(Records contained in a dataset)
|---|
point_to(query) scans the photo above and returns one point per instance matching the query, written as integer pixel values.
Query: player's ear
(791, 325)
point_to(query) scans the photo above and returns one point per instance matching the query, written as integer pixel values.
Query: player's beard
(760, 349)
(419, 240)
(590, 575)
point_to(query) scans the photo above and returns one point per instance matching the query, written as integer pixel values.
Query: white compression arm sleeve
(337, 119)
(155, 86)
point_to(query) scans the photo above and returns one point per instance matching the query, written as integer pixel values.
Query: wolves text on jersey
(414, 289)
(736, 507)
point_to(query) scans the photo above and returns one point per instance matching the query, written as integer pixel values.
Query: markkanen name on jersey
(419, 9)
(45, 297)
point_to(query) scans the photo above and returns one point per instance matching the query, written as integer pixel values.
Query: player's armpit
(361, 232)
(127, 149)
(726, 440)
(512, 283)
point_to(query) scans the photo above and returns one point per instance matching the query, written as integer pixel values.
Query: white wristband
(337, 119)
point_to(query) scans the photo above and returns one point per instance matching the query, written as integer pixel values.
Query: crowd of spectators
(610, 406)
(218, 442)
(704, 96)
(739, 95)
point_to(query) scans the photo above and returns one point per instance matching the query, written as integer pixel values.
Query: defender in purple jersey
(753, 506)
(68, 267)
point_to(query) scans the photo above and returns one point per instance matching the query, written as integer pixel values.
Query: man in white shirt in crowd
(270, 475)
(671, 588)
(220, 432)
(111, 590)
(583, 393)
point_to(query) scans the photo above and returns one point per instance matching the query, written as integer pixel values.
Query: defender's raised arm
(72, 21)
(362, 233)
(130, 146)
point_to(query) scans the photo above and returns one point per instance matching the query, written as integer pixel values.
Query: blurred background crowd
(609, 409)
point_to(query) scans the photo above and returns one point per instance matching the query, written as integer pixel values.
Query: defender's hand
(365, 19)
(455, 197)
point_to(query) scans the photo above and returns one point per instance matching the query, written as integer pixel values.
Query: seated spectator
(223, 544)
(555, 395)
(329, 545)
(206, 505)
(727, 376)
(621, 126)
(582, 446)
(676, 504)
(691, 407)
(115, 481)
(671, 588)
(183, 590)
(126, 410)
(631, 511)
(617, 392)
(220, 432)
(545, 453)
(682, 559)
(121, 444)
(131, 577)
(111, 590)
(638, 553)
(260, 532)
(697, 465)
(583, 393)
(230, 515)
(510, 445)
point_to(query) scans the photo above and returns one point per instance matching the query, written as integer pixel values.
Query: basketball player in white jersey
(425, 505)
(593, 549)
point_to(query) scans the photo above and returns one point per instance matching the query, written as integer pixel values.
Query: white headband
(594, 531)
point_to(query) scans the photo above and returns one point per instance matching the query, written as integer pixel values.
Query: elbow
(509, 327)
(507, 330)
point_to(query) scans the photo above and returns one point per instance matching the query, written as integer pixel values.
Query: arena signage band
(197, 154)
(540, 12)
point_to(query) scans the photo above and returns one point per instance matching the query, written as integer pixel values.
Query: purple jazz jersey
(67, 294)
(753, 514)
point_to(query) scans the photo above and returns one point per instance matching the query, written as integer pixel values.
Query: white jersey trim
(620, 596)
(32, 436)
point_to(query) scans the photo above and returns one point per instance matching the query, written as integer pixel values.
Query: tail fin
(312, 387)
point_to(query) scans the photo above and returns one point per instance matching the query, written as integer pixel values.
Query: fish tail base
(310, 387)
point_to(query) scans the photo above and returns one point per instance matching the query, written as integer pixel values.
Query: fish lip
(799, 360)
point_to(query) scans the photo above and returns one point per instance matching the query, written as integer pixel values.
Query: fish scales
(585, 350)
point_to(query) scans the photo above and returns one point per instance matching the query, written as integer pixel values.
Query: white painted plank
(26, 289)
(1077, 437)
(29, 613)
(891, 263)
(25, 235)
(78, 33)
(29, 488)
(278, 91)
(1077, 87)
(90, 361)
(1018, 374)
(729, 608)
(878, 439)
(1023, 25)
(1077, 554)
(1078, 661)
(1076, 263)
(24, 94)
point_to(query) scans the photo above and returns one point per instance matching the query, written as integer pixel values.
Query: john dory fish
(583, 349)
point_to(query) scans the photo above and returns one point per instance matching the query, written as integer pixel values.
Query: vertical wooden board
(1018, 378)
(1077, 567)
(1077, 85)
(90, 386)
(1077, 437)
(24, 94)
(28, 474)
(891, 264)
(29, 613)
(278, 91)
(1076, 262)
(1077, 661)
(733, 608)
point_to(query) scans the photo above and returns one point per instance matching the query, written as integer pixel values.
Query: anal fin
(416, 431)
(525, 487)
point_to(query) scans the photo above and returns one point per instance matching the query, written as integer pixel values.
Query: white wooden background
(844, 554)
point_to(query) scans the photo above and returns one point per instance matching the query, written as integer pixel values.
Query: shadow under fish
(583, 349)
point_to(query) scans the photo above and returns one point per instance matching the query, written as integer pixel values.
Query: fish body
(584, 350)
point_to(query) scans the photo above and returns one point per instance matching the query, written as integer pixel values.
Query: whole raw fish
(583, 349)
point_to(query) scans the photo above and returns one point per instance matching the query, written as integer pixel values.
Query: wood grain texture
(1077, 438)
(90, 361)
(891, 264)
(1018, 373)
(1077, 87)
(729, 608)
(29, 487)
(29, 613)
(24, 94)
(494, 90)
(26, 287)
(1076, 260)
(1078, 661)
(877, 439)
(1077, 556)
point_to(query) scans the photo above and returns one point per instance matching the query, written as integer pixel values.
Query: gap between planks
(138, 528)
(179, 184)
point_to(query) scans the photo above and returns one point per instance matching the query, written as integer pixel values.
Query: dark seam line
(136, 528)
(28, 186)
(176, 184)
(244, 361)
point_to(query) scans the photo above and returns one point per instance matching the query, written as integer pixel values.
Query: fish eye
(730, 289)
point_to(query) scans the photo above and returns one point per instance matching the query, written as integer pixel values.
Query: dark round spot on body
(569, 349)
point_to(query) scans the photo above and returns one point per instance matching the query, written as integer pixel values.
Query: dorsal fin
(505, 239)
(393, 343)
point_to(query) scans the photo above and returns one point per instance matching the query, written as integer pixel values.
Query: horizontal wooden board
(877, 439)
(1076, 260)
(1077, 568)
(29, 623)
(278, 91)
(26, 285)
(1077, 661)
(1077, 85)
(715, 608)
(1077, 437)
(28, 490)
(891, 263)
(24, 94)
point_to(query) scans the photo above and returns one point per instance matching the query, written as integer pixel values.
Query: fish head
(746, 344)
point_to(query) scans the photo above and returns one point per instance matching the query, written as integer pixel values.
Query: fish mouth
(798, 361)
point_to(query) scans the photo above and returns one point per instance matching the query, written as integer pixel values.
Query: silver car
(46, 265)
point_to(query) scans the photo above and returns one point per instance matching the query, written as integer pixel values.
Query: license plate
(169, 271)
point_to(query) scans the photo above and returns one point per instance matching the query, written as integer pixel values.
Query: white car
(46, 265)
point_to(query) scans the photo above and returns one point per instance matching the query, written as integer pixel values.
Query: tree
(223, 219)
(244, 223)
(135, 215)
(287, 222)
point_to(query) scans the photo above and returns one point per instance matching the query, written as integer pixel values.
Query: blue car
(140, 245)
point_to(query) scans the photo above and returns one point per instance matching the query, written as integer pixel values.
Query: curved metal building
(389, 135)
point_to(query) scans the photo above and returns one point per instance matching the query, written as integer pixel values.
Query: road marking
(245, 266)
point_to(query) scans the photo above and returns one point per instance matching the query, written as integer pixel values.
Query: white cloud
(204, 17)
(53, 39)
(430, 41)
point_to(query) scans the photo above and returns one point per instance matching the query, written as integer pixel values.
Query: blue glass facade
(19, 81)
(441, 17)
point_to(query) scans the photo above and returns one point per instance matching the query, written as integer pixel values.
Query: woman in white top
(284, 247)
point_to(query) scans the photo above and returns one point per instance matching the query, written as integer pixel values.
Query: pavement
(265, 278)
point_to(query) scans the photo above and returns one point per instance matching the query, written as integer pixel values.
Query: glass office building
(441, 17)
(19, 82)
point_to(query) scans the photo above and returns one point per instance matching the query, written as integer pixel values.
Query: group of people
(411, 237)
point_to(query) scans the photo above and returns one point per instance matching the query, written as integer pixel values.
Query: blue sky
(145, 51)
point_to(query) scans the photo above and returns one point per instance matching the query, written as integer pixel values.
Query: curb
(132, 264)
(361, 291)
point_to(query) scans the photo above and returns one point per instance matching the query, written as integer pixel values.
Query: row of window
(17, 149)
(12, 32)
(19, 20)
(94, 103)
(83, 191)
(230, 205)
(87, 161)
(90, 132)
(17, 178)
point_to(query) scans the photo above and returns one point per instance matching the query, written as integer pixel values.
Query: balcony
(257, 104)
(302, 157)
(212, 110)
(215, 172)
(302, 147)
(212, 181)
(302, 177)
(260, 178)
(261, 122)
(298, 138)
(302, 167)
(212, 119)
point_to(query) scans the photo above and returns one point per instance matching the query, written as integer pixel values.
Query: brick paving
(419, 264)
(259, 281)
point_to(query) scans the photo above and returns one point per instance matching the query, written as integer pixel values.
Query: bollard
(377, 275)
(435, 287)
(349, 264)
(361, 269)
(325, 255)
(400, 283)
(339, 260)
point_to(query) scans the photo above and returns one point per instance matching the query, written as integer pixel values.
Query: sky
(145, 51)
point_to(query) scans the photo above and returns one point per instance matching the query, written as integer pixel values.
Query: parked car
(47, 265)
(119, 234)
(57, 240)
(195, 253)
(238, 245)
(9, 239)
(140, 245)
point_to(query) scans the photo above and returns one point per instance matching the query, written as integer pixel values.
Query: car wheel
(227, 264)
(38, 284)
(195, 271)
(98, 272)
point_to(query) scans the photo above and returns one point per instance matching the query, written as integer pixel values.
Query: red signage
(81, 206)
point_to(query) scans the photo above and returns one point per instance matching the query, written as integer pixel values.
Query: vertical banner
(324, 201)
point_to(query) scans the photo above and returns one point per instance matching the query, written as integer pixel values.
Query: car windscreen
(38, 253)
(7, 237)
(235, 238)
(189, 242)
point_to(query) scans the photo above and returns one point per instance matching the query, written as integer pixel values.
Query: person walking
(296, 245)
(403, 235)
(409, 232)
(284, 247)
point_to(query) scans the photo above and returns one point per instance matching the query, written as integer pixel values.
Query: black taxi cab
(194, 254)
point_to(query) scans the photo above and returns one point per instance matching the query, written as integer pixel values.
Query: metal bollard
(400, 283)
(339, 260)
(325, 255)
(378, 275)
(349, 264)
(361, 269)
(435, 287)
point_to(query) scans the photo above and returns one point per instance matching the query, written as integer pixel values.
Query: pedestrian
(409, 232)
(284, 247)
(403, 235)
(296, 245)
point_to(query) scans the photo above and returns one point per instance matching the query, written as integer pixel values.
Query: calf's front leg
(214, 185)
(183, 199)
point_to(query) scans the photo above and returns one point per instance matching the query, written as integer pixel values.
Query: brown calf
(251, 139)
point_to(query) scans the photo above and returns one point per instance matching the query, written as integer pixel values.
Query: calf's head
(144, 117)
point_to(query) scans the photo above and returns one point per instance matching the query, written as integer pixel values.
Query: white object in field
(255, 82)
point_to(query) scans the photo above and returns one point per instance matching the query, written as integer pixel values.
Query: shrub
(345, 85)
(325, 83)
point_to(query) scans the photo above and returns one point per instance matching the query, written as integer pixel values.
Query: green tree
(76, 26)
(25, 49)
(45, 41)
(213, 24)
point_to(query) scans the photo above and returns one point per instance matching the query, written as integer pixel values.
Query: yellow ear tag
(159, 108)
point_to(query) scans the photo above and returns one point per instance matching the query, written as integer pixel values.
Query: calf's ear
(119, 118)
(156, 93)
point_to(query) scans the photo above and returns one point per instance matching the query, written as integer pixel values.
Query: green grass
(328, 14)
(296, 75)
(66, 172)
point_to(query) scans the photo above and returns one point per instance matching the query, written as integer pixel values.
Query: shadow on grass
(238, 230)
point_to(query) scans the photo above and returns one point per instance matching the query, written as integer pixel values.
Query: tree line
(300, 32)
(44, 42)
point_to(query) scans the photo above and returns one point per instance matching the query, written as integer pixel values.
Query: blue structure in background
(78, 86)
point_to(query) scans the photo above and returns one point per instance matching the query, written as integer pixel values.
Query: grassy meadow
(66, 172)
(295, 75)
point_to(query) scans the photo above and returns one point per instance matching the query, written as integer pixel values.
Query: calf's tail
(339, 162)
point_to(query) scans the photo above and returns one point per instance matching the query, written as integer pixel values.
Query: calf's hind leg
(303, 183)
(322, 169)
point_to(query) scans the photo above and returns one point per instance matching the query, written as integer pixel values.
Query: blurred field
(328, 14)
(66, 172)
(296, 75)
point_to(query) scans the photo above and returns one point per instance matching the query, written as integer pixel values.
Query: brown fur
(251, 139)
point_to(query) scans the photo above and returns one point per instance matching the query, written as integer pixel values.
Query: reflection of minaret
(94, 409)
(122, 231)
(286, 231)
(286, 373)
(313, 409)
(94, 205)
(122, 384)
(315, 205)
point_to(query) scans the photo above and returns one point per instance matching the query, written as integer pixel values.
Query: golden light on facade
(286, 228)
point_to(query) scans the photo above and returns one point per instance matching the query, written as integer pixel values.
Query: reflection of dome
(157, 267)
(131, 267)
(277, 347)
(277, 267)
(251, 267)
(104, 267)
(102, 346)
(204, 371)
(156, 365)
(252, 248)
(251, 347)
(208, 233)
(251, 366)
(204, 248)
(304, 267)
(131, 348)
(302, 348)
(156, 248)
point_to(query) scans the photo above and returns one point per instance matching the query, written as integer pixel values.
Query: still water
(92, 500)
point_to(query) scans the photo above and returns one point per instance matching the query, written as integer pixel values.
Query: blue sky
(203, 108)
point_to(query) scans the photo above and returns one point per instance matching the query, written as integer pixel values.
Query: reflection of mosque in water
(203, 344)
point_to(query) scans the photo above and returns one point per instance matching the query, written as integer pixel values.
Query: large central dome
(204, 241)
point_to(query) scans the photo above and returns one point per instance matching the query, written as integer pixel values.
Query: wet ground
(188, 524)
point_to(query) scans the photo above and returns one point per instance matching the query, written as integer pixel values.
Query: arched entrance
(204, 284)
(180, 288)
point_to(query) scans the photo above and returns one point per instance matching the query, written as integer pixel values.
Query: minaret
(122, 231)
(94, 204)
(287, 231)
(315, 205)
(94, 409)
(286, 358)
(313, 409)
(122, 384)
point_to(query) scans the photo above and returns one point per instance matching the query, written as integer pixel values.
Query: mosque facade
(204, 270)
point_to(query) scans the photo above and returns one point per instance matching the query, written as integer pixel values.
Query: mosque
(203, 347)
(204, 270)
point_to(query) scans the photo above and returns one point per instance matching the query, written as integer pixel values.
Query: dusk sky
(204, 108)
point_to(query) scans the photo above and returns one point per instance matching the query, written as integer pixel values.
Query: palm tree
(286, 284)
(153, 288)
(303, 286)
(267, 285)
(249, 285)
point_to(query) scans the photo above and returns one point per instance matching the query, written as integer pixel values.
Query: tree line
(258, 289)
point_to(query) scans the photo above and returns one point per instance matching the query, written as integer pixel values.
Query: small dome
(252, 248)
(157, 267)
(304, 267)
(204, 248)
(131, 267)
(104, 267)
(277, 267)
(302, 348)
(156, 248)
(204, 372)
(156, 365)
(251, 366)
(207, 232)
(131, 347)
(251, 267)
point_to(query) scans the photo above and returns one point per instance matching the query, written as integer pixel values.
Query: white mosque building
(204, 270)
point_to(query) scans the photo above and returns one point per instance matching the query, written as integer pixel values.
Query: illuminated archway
|---|
-- Problem details --
Repeat precisely the lines of the data starting at the one containing "Query: white mosque building", last line included.

-- Result --
Query: white mosque building
(204, 270)
point_to(query) scans the photo above and returns one point per instance matching the query, written as integer pixel values.
Query: illuminated archway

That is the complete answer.